Available data START
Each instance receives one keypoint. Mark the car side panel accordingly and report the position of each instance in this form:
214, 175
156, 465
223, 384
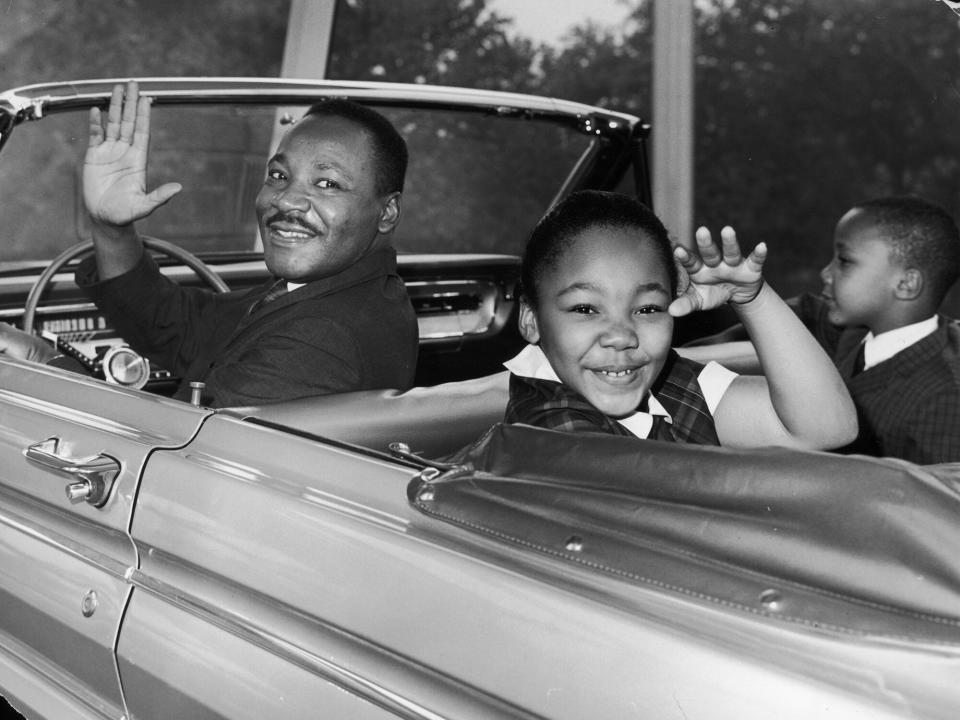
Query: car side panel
281, 574
63, 566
Available data END
▶ [Your assignment]:
Word for word, copy every line of the data, excluding any pictures.

▶ [Answer to this problem]:
Each instance receives one keypoint. Mark the car side panel accordingly and report the position of each instance in this form:
214, 175
156, 465
223, 384
Query: car side panel
281, 574
63, 566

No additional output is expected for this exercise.